» Exercise data:
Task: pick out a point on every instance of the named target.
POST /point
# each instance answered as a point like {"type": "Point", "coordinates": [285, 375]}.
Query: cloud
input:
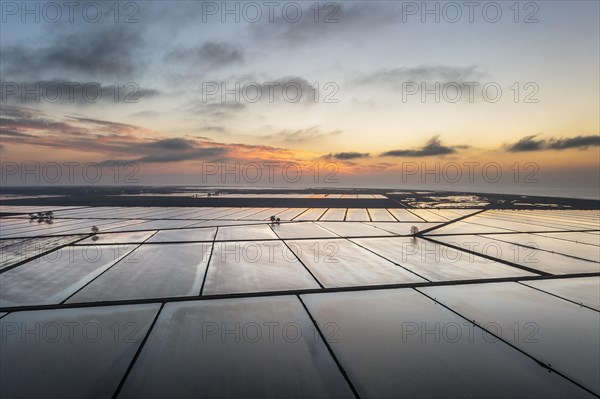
{"type": "Point", "coordinates": [581, 142]}
{"type": "Point", "coordinates": [110, 50]}
{"type": "Point", "coordinates": [120, 142]}
{"type": "Point", "coordinates": [336, 19]}
{"type": "Point", "coordinates": [530, 143]}
{"type": "Point", "coordinates": [64, 91]}
{"type": "Point", "coordinates": [432, 147]}
{"type": "Point", "coordinates": [343, 156]}
{"type": "Point", "coordinates": [217, 129]}
{"type": "Point", "coordinates": [423, 73]}
{"type": "Point", "coordinates": [310, 134]}
{"type": "Point", "coordinates": [213, 54]}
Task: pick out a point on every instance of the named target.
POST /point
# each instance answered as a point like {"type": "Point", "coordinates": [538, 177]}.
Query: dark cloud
{"type": "Point", "coordinates": [343, 156]}
{"type": "Point", "coordinates": [530, 143]}
{"type": "Point", "coordinates": [213, 54]}
{"type": "Point", "coordinates": [432, 147]}
{"type": "Point", "coordinates": [120, 142]}
{"type": "Point", "coordinates": [108, 50]}
{"type": "Point", "coordinates": [13, 133]}
{"type": "Point", "coordinates": [581, 142]}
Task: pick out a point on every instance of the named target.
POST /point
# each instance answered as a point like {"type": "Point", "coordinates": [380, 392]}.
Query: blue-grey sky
{"type": "Point", "coordinates": [362, 69]}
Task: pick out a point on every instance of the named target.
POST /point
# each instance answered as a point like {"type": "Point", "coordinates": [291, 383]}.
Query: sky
{"type": "Point", "coordinates": [480, 96]}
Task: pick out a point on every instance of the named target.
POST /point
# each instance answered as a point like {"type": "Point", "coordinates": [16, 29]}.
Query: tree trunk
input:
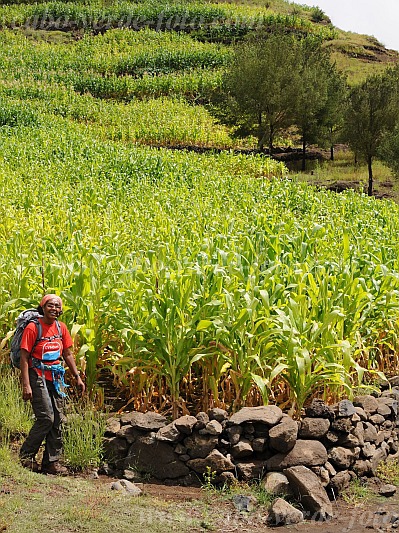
{"type": "Point", "coordinates": [271, 136]}
{"type": "Point", "coordinates": [370, 168]}
{"type": "Point", "coordinates": [304, 154]}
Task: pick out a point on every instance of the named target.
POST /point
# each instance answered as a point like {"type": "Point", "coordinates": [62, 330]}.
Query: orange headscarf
{"type": "Point", "coordinates": [48, 297]}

» Work task: Return all the data above as written, leaving out only the pictures.

» Written reply:
Task: pick out a point on every instance of the named target.
POST /point
# each instance answered as a point like {"type": "Point", "coordinates": [285, 375]}.
Query: cloud
input:
{"type": "Point", "coordinates": [581, 142]}
{"type": "Point", "coordinates": [110, 50]}
{"type": "Point", "coordinates": [120, 142]}
{"type": "Point", "coordinates": [336, 19]}
{"type": "Point", "coordinates": [530, 143]}
{"type": "Point", "coordinates": [64, 91]}
{"type": "Point", "coordinates": [432, 147]}
{"type": "Point", "coordinates": [343, 156]}
{"type": "Point", "coordinates": [217, 129]}
{"type": "Point", "coordinates": [423, 73]}
{"type": "Point", "coordinates": [310, 134]}
{"type": "Point", "coordinates": [213, 54]}
Task: pick out a point on every instance of the named target.
POST /point
# each instance answered as a point like {"type": "Point", "coordinates": [538, 177]}.
Query: dark cloud
{"type": "Point", "coordinates": [343, 156]}
{"type": "Point", "coordinates": [530, 143]}
{"type": "Point", "coordinates": [213, 54]}
{"type": "Point", "coordinates": [432, 147]}
{"type": "Point", "coordinates": [120, 142]}
{"type": "Point", "coordinates": [108, 50]}
{"type": "Point", "coordinates": [13, 133]}
{"type": "Point", "coordinates": [581, 142]}
Task: pick out a point on every instance of the named target.
POST /point
# each instance answered as a point like {"type": "Point", "coordinates": [380, 392]}.
Query: blue-grey sky
{"type": "Point", "coordinates": [362, 69]}
Task: pick out a point on every instance of the named target.
POST /point
# each instance answered as a point like {"type": "Point", "coordinates": [291, 383]}.
Query: sky
{"type": "Point", "coordinates": [480, 96]}
Task: pick out a point on every instance of the named target.
POST /point
# each instance answered as a point like {"type": "Point", "coordinates": [16, 29]}.
Query: tree trunk
input:
{"type": "Point", "coordinates": [271, 136]}
{"type": "Point", "coordinates": [370, 168]}
{"type": "Point", "coordinates": [304, 154]}
Task: pick out a point on every instance of the named target.
POST /point
# each instance answered as a point like {"type": "Point", "coordinates": [62, 330]}.
Query: orange headscarf
{"type": "Point", "coordinates": [48, 297]}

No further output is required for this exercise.